» WHAT TO PRODUCE
Show every line of the material below that contains the word "foliage".

» DATA IN THIS EXERCISE
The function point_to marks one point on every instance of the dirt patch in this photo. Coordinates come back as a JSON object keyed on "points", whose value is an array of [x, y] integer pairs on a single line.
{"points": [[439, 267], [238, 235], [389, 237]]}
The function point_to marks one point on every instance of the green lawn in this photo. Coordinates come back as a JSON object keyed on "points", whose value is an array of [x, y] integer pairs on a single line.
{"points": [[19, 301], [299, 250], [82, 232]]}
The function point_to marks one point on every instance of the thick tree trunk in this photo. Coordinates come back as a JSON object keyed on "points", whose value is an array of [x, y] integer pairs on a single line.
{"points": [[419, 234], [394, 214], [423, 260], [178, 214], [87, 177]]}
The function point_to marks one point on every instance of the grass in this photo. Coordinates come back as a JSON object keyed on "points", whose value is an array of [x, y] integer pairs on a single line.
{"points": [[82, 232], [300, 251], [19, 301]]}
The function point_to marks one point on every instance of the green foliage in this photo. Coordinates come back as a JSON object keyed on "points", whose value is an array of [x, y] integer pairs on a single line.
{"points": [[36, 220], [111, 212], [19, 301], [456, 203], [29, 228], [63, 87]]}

...

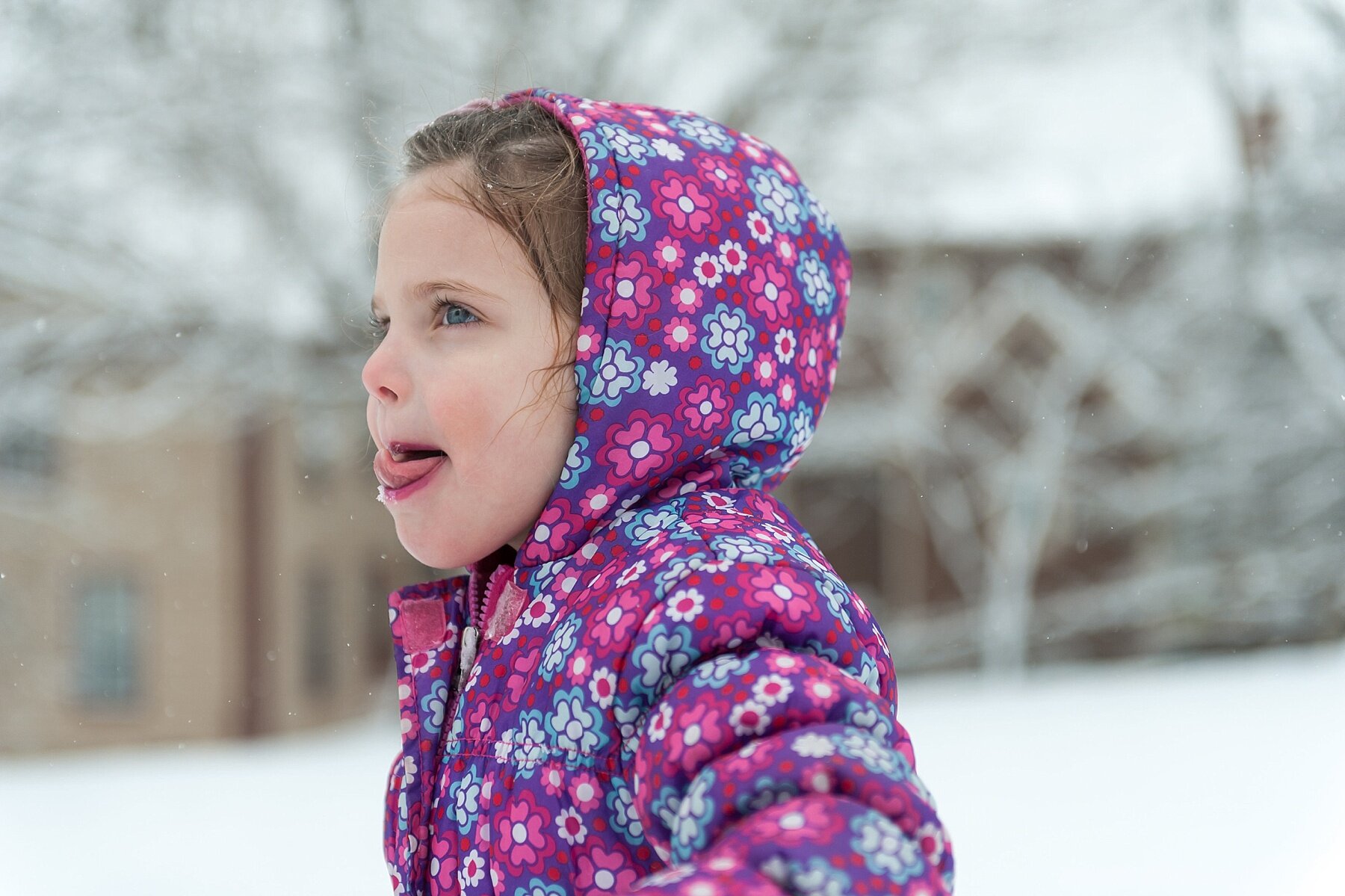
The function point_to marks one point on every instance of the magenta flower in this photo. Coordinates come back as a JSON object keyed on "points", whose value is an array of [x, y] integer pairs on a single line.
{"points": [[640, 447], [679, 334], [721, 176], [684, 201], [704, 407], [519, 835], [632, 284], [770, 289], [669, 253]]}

» RESPONSE FOR THIS EXERCISE
The function point_to marks one point on every instance of the green foliage in this photo. Coordinates come back as a JSON object keyed on "points", whose value is an array of [x, y] integer pairs on a single line.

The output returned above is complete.